===== PASSAGE PROVIDED =====
Postby kgcrowther-p40 » Thu Jun 28, 2007 9:21 pm

I would never sift through posted lesson plans to prepare a lesson - it is too burdensome per reward... However, there are two aspects of lesson planning in which I am constantly searching for help and inspiration: (1) object lessons and (2) historical relvance

(1) object lessons: A couple of years ago, while attending graduate school on the east coast, I taught early morning seminary. Elder Scott gave a training to all seminary teachers (Scott, R.G., 2005. To Understand and Live Truth. Talk given during An Evening with a General Authority on Febrary 4, 2005), in which he described that object lessons can provide an anchor for the spiritual aspects of the lessons to be retained. This worked exceptionally well with my teenagers. A good object lesson is NEVER forgotten and the spiritual message is written on "the fleshy tables of [their] heart" (2 Cor. 3:3). These should be simple one-paragraph descriptions of the materials required, and the doctrinal message that is connected. Others' could post comments about variations on the object theme and impact of the lesson on various audiences. All these factors could be used to sort a large and growing catelogs of object lessons. One could search by message, audience, materials available (this was frequently my largest constraint as a student), and time requirements ... to find the perfect object lesson for the lesson. The brevity of such object lesson descriptions would make doctrine-checking simple. (The seminary teacher manual has lots of great/simple object lessons that I modified for the materials available to me, preparation time, and class needs.)
===== SUPPLIED ENTRIES =====
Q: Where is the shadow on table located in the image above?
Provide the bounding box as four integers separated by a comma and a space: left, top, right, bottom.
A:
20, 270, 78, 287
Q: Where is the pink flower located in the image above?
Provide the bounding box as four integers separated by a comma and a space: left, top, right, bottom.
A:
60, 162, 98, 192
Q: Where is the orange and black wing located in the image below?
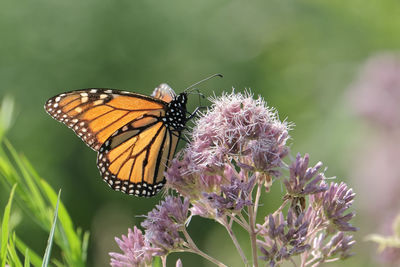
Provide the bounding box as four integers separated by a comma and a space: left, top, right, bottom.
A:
45, 88, 167, 151
97, 114, 180, 197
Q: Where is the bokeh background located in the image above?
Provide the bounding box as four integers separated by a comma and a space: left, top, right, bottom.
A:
0, 0, 400, 267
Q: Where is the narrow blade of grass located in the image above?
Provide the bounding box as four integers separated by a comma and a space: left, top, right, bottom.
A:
24, 249, 31, 267
0, 184, 17, 266
7, 232, 22, 267
42, 189, 61, 267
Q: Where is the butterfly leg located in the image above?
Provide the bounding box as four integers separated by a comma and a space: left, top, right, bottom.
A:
186, 107, 207, 120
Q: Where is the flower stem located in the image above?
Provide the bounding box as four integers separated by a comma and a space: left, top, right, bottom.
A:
222, 217, 249, 266
248, 207, 258, 267
183, 229, 228, 267
254, 183, 262, 222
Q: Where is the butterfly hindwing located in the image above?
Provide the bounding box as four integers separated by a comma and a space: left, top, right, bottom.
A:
97, 116, 178, 197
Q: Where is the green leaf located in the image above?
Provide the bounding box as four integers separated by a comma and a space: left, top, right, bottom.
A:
0, 184, 17, 266
42, 189, 61, 267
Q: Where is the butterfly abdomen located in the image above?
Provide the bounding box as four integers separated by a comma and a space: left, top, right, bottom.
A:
163, 93, 187, 131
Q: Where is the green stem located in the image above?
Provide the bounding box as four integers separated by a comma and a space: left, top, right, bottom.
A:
222, 217, 249, 266
183, 229, 228, 267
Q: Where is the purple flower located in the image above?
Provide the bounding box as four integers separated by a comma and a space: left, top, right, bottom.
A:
257, 209, 311, 266
284, 153, 328, 197
310, 182, 357, 231
312, 232, 355, 262
202, 177, 256, 217
109, 226, 157, 267
185, 93, 289, 176
141, 196, 189, 255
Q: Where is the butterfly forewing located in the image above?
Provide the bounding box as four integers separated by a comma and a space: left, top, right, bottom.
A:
45, 89, 167, 151
45, 84, 186, 197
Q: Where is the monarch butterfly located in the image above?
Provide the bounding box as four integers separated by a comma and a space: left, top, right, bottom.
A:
45, 74, 222, 197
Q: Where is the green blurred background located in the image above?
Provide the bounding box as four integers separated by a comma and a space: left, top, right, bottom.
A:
0, 0, 400, 266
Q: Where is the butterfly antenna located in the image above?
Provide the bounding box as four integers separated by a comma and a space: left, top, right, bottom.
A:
184, 73, 224, 93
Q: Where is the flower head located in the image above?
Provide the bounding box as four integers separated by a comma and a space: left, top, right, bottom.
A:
142, 196, 189, 255
257, 210, 311, 266
284, 153, 328, 197
200, 177, 255, 217
310, 182, 357, 231
109, 226, 157, 267
186, 93, 289, 176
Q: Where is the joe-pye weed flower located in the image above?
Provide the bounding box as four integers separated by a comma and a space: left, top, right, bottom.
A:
110, 92, 356, 266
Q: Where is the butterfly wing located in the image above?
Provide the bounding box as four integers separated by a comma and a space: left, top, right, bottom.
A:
45, 89, 167, 151
97, 113, 180, 197
45, 84, 181, 197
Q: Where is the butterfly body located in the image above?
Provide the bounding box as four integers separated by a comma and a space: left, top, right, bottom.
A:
45, 84, 188, 197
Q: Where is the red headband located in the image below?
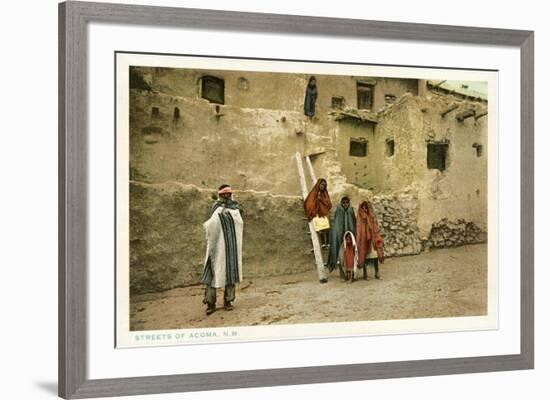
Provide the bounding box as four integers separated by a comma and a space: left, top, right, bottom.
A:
218, 186, 233, 194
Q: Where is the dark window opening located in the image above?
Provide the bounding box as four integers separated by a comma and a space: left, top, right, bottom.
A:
201, 75, 225, 104
386, 139, 395, 157
472, 143, 483, 157
330, 96, 345, 109
357, 82, 374, 110
384, 94, 397, 104
237, 77, 250, 90
349, 138, 367, 157
428, 143, 449, 171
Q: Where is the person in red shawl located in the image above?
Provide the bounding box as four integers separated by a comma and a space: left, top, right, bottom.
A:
356, 201, 384, 280
304, 178, 332, 249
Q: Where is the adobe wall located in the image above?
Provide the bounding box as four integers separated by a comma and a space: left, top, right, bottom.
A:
139, 67, 418, 113
130, 71, 487, 294
130, 182, 315, 294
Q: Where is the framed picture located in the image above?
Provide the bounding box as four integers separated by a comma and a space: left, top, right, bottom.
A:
59, 2, 534, 398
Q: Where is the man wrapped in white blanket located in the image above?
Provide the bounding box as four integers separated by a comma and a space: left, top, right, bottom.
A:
201, 185, 243, 315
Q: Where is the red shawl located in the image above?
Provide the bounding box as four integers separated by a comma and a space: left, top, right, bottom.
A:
356, 201, 384, 266
304, 179, 332, 221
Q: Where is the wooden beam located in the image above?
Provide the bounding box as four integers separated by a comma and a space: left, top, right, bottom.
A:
456, 110, 476, 122
296, 153, 327, 281
440, 104, 458, 118
475, 110, 487, 121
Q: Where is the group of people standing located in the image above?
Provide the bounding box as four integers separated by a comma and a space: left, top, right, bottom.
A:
304, 179, 384, 283
200, 179, 384, 315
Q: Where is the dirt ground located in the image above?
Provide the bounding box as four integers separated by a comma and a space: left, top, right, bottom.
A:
130, 244, 487, 330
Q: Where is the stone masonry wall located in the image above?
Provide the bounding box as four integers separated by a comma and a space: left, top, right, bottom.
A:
426, 218, 487, 248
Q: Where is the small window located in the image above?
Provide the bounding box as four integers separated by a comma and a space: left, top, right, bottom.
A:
357, 82, 374, 110
472, 143, 483, 157
384, 94, 397, 104
201, 75, 225, 104
386, 139, 395, 157
428, 143, 449, 171
237, 77, 250, 90
330, 96, 345, 110
349, 138, 367, 157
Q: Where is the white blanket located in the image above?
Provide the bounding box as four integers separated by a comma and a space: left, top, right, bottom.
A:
204, 207, 243, 288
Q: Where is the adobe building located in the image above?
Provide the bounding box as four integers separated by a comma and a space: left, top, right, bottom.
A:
130, 67, 488, 294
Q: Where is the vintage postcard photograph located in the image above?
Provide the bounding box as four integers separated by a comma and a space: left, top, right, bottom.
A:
115, 52, 498, 347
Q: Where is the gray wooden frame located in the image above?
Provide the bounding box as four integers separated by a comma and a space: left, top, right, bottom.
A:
59, 2, 534, 398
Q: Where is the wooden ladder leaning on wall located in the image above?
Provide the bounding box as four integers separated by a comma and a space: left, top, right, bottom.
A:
296, 152, 327, 281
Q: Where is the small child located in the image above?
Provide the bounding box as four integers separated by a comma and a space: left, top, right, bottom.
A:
340, 231, 358, 283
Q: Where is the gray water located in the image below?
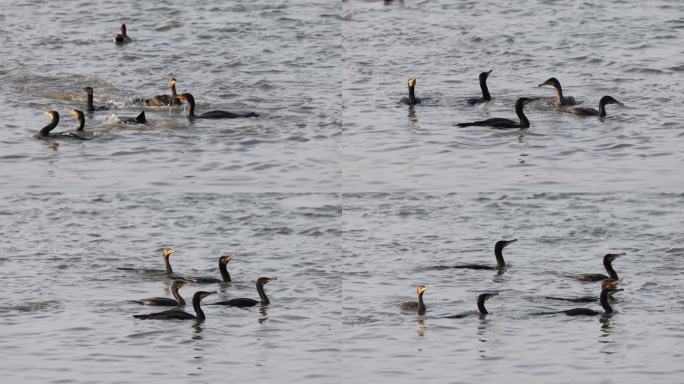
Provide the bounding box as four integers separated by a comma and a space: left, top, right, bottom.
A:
0, 0, 684, 383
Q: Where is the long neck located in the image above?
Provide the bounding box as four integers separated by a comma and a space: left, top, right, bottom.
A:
164, 256, 173, 275
257, 283, 271, 304
418, 292, 427, 315
76, 115, 85, 131
171, 287, 185, 307
192, 296, 206, 321
480, 77, 492, 100
38, 116, 59, 137
600, 289, 613, 313
599, 100, 606, 117
553, 83, 564, 104
494, 244, 506, 269
477, 297, 489, 315
515, 103, 530, 128
603, 258, 619, 280
219, 261, 231, 282
188, 99, 195, 117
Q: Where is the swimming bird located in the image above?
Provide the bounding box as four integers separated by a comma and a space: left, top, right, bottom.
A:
399, 77, 421, 105
33, 111, 59, 139
145, 78, 180, 107
136, 280, 185, 307
64, 109, 93, 140
539, 77, 577, 107
33, 111, 87, 140
534, 280, 618, 316
179, 93, 259, 119
83, 87, 109, 112
456, 97, 536, 129
544, 279, 620, 303
183, 253, 235, 284
117, 248, 176, 275
399, 285, 427, 316
467, 69, 493, 105
445, 293, 499, 319
430, 239, 518, 270
563, 96, 624, 117
575, 252, 625, 281
114, 24, 133, 45
210, 277, 277, 307
121, 111, 147, 125
133, 291, 216, 321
=====
» **THE TASKS**
- A) In the records, rewrite the lines beginning at the one that has "Q: Where is the person" and stopping after the one that has "304, 179, 332, 221", putting "scarf" in place of "shawl" and changing nothing else.
- B) Carry on the forum post about lesson planning and object lessons from its last sentence.

» **RESPONSES PER TASK**
- A)
Q: Where is the person in red scarf located in the image above?
Provide the bounding box as four integers separated by a comma and a space: left, top, right, bottom.
A:
356, 201, 384, 280
304, 178, 332, 249
Q: Where is the adobe wall located in the image above?
Provide the bounding box as four integers separated by a comma and a space: left, top, right, bottom.
A:
139, 67, 418, 113
130, 71, 487, 294
130, 182, 315, 294
Q: Where is the framed picture located in the image above?
Provide the bounding box as four integers separated by a comma and a space: left, top, right, bottom.
A:
59, 2, 534, 398
Q: Where is the man wrapped in white blanket located in the image above?
Provide the bounding box as four integers separated by a comma and a space: left, top, right, bottom.
A:
201, 185, 243, 315
Q: Where is the red scarf located in the image above?
Provide the bounding box as four integers separated by a comma and a space: left, top, right, bottom.
A:
356, 201, 384, 266
304, 179, 332, 221

- B)
(2) historical significance: The other major bits of knowledge that I seek for during a lesson are descriptions of histories that improve one's understanding of the relevant scriptures. For example, once I taught my seminary kids about how salt was used during sacrifices in the OldT. I had them remember how they can smell a well-seasoned grill from miles away. Then we read Matt 5:13 (Ye are the salt of the earth). Then I had them envision how far away they can see a bonfire on a hill and we read Matt 5:14 (Ye are the light of the world). Then THEY taught me that Jesus was teaching about sacrifice and how His atoning sacrifice would fulfill the law of Moses. THEY then taught me how important it is to make these things known to the inhabitants of the whole earth. The little piece of history (e.g., salt used in sacrifices) made the scripture have enormous significance, relevance, and meaning.

It would be excellent to have something like http://scriptures.byu.edu that would reference relevant object lessons and relevant historical facts to scriptures. Or, have a searchable database that is structured around topical guide themes. These could enhance lessons without detracting from the message or mixing doctrine and philosophy. I don't ever share stories unless they are my own, or historically referenced -- EVER! We should teach the scriptures and words of the prophets. I don't believe that entire lesson plans will ever be useful.

Just some ideas...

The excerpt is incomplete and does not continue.